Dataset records
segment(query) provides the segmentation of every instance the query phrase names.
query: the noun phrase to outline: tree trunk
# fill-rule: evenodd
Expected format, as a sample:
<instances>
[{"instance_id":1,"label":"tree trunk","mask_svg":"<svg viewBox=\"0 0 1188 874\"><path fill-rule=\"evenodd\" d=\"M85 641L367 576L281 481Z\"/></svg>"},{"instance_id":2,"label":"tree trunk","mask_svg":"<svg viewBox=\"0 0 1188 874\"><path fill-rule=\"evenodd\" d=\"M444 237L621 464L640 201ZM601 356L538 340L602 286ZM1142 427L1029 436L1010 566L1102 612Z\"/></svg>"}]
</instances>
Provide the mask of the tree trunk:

# WHAT THE TASK REQUIRES
Output these records again line for line, with nothing altered.

# WRITTEN REPLY
segment(query) provides the segmentation of every instance the query phrase names.
query: the noun phrase to outline: tree trunk
# fill-rule: evenodd
Expected format, as a sample:
<instances>
[{"instance_id":1,"label":"tree trunk","mask_svg":"<svg viewBox=\"0 0 1188 874\"><path fill-rule=\"evenodd\" d=\"M85 641L367 576L281 481Z\"/></svg>"},{"instance_id":2,"label":"tree trunk","mask_svg":"<svg viewBox=\"0 0 1188 874\"><path fill-rule=\"evenodd\" d=\"M444 237L621 464L640 201ZM601 356L538 340L602 286ZM1142 427L1029 436L1010 566L1102 612Z\"/></svg>"}]
</instances>
Provide the mask of the tree trunk:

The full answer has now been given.